**Selected excerpt:**
********************
Abstract. Farms are not homogeneous. Smaller farms generally have different planted
crops, yields, agricultural inputs, and irrigation applications compared to
larger farms. However, gridded farm-size-specific data that are moreover
crop specific, are currently lacking. This obscures our understanding of
differences between small-scale and large-scale farms, e.g., with respect to
climate change adaptation and mitigation strategies, contribution to (local)
food security, and water consumption patterns. This study fills a
significant part of the current data gap, by developing high-resolution
gridded, simultaneously farm-size-specific and crop-specific datasets of harvested
areas for 56 countries (i.e., covering about half the global cropland).
********************
**Instructions for the task:**
From the abstract on farm-size-specific crop data above, reproduce word for word the passage that begins with "Abstract. Farms are" and ends with "the global cropland).".

**Source excerpt:**
********************
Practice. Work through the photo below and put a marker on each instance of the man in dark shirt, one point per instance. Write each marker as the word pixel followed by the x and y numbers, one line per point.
********************
**Solution to this exercise:**
Abstract. Farms are not homogeneous. Smaller farms generally have different planted
crops, yields, agricultural inputs, and irrigation applications compared to
larger farms. However, gridded farm-size-specific data that are moreover
crop specific, are currently lacking. This obscures our understanding of
differences between small-scale and large-scale farms, e.g., with respect to
climate change adaptation and mitigation strategies, contribution to (local)
food security, and water consumption patterns. This study fills a
significant part of the current data gap, by developing high-resolution
gridded, simultaneously farm-size-specific and crop-specific datasets of harvested
areas for 56 countries (i.e., covering about half the global cropland).